(Stored data entries)
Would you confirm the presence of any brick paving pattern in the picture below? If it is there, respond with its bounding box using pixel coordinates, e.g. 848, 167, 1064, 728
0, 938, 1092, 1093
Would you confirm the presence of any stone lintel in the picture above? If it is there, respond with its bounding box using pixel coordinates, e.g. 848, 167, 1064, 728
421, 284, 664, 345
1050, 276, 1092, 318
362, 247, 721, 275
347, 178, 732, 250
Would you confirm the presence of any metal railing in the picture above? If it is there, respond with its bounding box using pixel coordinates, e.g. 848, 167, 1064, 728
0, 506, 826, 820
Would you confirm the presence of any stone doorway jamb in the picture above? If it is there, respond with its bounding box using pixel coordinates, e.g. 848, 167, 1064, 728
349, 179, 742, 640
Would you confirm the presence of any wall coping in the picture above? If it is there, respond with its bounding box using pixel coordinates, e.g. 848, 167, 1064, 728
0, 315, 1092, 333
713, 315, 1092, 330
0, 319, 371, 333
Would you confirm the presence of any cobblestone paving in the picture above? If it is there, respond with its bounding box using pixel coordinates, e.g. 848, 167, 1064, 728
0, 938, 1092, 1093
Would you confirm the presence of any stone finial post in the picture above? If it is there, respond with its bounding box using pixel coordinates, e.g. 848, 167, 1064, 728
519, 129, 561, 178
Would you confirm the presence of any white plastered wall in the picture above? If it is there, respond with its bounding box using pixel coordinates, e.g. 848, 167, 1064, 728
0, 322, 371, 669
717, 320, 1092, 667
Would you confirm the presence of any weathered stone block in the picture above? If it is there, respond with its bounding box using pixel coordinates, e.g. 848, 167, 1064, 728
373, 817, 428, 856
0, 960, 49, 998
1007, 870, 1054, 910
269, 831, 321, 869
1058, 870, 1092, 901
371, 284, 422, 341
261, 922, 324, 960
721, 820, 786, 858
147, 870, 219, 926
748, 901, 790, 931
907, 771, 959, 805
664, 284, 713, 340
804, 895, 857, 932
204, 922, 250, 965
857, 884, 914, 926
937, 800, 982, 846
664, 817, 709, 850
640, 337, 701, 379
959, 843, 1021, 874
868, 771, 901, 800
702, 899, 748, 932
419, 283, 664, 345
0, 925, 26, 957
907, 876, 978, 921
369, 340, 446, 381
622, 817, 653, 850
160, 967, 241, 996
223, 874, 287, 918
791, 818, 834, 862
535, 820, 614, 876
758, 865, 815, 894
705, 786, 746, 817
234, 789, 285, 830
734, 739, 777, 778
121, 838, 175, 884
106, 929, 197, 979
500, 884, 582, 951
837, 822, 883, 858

PROBLEM TO SOLVE.
Reproduce every line of the material above without changing anything.

RESULT FOR THIS EXERCISE.
Would you confirm the presence of any brick paving pattern in the picture below? If it is there, respond with its bounding box using pixel coordinates, e.g. 848, 167, 1064, 728
0, 938, 1092, 1093
Would you confirm the presence of any stone lintel in the picture above? If it is there, respond with its bounding box using pixel coordinates, e.g. 848, 167, 1064, 728
421, 284, 664, 345
1050, 276, 1092, 318
362, 247, 721, 275
347, 178, 732, 250
Would you confirm the presence of any metal railing in the picture above? If it is there, respond with its bounding box using pixel coordinates, e.g. 848, 167, 1064, 728
0, 506, 826, 820
Would you confirm the presence of any stone doorway jamb in the picture above? If it is there, respond with its bounding box using pixel coordinates, e.g. 848, 167, 1064, 728
349, 179, 742, 640
Would you confirm the presence of any wall coping in the picture above? If it is there, respond with its bounding box using pixel coordinates, e.g. 848, 167, 1064, 728
0, 315, 1092, 333
713, 315, 1092, 330
0, 319, 371, 333
Would you confirm the presence of any cobblestone paving in the picture above? If it is there, respond with its bounding box using pixel coordinates, e.g. 848, 167, 1064, 728
0, 938, 1092, 1093
Would you confirm the presence of any stone finial post in the picture above? If it is there, respond with its bounding box using pixel coordinates, e.g. 848, 167, 1064, 728
519, 129, 561, 178
Would you confirm the presence of any white plastered wall in the picture above? If it is there, respond with its bounding box using pixel coordinates, e.g. 848, 167, 1064, 728
0, 322, 371, 669
717, 320, 1092, 667
Would you confirm the presence of any weathered stone block in the picture above? If it is there, respond with its bounding box using pixel coordinates, e.g. 848, 167, 1064, 728
373, 817, 428, 856
0, 960, 49, 998
1007, 870, 1054, 910
269, 831, 321, 869
1058, 870, 1092, 901
371, 284, 422, 341
261, 922, 324, 960
721, 820, 786, 858
147, 870, 219, 926
748, 901, 790, 931
907, 771, 959, 805
664, 284, 713, 340
804, 895, 857, 932
204, 922, 250, 965
857, 884, 914, 926
937, 800, 982, 846
664, 817, 709, 850
640, 337, 701, 379
959, 843, 1021, 874
868, 771, 901, 800
702, 899, 748, 932
419, 283, 664, 345
0, 925, 26, 957
907, 876, 978, 921
369, 340, 446, 381
622, 817, 653, 850
160, 967, 241, 996
223, 874, 287, 918
791, 818, 834, 862
535, 820, 614, 876
758, 865, 815, 894
705, 786, 746, 817
234, 789, 285, 830
734, 739, 777, 778
121, 838, 175, 884
106, 929, 197, 979
500, 884, 582, 951
837, 822, 883, 858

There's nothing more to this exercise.